Task to complete
Rewrite the lines starting with the one that contains "Could you locate every for" and stopping after the one that contains "[253,564,678,737]", putting "coconut tree" in place of "palm tree" and leaving everything else unchanged.

==========

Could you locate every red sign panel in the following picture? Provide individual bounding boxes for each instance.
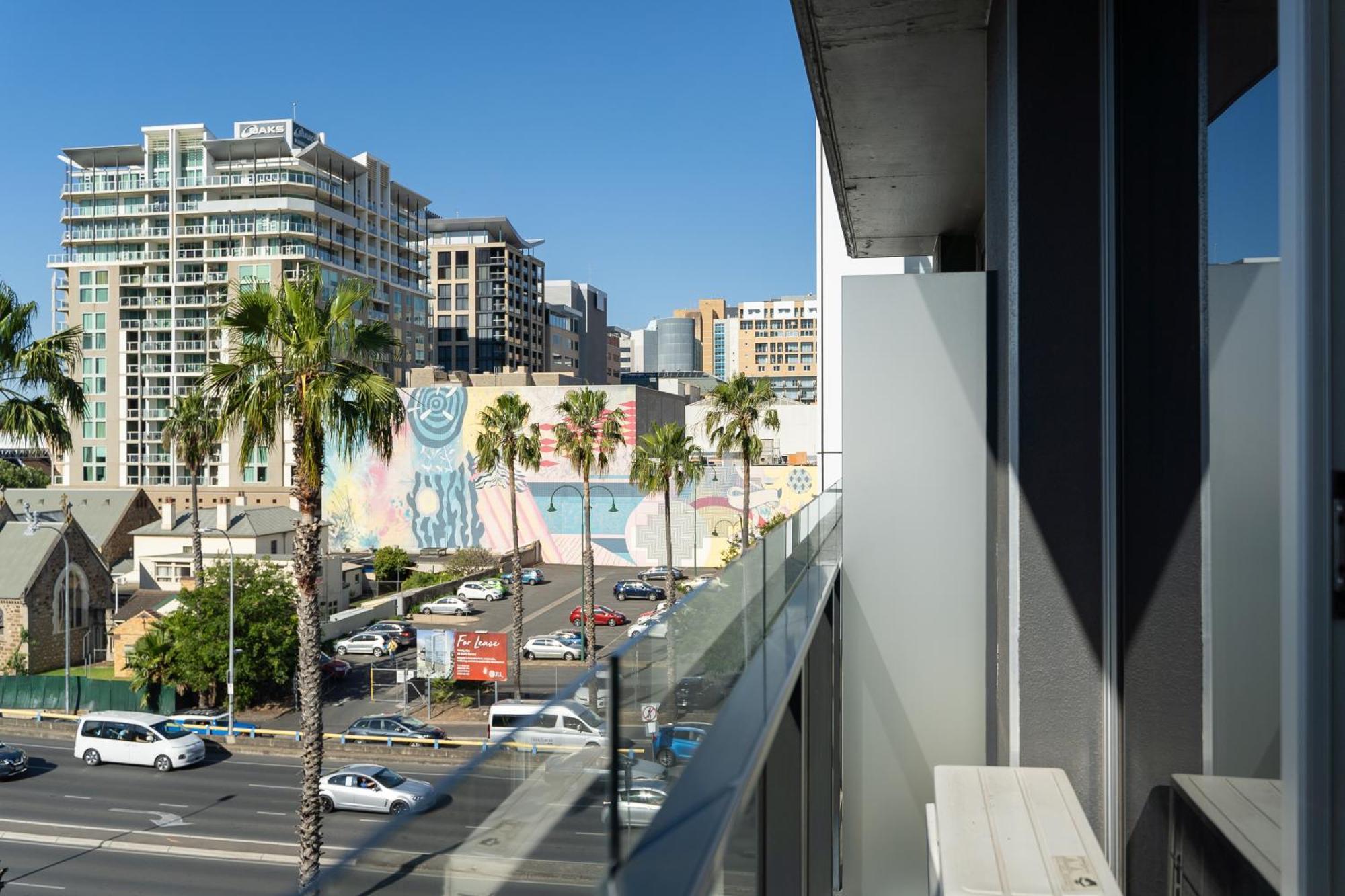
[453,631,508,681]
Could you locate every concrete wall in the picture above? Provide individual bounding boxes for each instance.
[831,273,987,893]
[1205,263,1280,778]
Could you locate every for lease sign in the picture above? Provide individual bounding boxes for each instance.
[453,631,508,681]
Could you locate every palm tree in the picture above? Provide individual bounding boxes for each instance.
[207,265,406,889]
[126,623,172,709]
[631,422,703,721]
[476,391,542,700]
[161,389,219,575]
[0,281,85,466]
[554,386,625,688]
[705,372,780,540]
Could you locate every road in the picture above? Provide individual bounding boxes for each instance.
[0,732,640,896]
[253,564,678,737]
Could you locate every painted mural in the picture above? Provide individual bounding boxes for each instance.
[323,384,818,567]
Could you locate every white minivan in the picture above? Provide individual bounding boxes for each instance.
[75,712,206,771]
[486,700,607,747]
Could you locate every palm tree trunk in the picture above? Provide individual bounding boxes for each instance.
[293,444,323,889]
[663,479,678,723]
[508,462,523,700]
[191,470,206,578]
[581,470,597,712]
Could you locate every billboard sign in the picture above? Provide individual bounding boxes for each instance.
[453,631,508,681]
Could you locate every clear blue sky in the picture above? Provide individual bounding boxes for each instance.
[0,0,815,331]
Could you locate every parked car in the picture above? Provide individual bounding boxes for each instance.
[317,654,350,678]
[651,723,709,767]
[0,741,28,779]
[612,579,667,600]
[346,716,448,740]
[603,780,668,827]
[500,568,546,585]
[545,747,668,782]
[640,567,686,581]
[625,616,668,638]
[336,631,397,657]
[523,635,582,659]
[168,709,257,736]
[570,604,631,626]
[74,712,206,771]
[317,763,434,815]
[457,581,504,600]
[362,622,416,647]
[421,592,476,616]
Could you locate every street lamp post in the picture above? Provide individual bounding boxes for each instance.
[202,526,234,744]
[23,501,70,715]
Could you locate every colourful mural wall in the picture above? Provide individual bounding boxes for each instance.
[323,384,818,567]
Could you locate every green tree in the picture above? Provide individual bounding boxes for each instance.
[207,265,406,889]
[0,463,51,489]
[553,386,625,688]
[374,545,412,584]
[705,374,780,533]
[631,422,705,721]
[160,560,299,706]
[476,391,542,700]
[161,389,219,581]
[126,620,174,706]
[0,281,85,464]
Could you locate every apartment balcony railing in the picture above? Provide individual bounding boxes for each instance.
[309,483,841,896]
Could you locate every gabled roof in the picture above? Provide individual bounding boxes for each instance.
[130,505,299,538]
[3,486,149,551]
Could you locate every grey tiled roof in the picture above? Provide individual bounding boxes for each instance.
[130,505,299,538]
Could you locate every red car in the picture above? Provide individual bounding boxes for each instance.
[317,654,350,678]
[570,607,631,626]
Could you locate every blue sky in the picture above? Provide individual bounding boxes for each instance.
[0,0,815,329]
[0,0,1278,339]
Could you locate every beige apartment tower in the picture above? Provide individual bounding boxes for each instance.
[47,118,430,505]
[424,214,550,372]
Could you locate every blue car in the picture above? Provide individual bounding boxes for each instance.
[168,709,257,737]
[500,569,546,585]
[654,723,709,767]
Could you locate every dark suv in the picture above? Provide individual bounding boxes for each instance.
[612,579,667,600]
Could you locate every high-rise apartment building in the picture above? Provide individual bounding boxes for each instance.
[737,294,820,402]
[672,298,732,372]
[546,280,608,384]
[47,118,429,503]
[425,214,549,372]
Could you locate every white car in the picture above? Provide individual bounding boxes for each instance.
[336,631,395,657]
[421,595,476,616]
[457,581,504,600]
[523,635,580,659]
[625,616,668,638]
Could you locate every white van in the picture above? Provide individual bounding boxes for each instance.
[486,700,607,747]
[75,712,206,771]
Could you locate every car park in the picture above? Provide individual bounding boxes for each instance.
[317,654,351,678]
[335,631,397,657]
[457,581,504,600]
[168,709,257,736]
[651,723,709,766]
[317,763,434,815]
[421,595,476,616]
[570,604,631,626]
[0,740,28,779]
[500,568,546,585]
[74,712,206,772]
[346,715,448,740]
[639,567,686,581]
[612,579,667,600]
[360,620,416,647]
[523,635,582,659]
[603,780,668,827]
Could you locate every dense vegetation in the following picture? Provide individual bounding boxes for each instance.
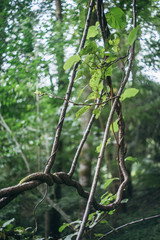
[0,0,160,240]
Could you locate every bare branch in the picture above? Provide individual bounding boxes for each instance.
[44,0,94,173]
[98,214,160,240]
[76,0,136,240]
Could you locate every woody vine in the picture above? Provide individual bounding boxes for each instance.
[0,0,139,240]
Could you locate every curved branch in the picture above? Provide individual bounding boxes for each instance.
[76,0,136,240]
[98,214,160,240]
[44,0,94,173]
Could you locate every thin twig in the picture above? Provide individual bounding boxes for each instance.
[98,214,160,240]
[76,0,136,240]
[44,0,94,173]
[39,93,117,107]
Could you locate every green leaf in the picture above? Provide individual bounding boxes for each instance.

==========

Written answer
Could you locate every for lease sign in the picture above? Provide individual bounding boxes for each instance.
[453,631,508,681]
Could you locate every coconut tree in the picture above? Provide individual bounding boxes for each instance.
[207,265,406,889]
[126,623,172,709]
[631,422,703,721]
[476,391,542,700]
[161,389,219,575]
[0,281,85,466]
[554,386,625,688]
[705,372,780,540]
Could you locate every road in the picture above? Provide individual bounding boxes for each instance.
[0,732,640,896]
[253,564,678,737]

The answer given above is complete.